Exercise goal:
Transcribe the material exactly. Images do not belong in the copy.
#### Recorded data ####
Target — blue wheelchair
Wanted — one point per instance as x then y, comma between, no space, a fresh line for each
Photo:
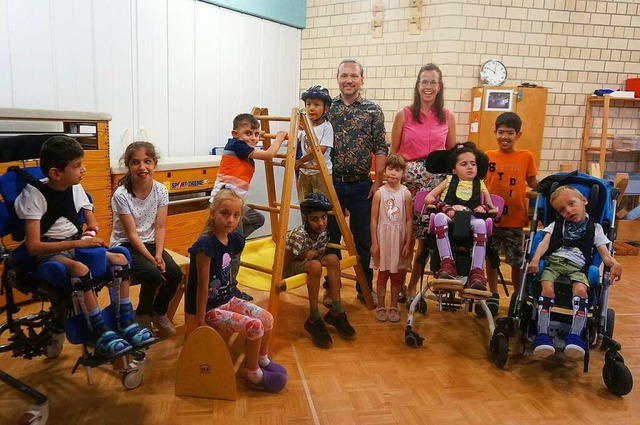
60,315
523,311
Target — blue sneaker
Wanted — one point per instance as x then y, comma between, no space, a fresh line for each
543,346
575,346
239,294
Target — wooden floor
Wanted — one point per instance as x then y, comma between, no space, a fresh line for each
375,379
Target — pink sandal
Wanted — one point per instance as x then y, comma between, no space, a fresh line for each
381,314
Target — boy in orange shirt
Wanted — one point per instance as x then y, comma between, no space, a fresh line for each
510,171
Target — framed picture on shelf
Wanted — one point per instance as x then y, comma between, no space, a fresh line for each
499,100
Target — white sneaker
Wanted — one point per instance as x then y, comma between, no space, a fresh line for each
326,299
164,325
143,320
####
Task solution:
Target — blue wheelchair
Wanted — one point per instance as x then y, comma between, no space, a fresh line for each
Photo:
60,315
523,311
Target — blue sneaker
Wanted — one point per instance as x then y, comma between, no space, a fresh line for each
543,346
575,346
239,294
Target — wooden floor
Wanted — one point per instance as x then y, comma between, no space, a fresh line for each
375,379
Target — pink sandal
Wanted — one point per instance as x then y, comma between, no space, a fresh line for each
381,314
Target — boy in orange shirt
Wanted — one point per instance as x then y, comma between, no space, a fresh line for each
510,171
Target — framed picture on shelf
Wanted — one point per instance as x then y, comma between, no space, a fresh line for each
499,100
Target — white sneaker
Wanted — one point per instance as x then y, comma between, no space, a fresh line for each
326,299
164,325
143,320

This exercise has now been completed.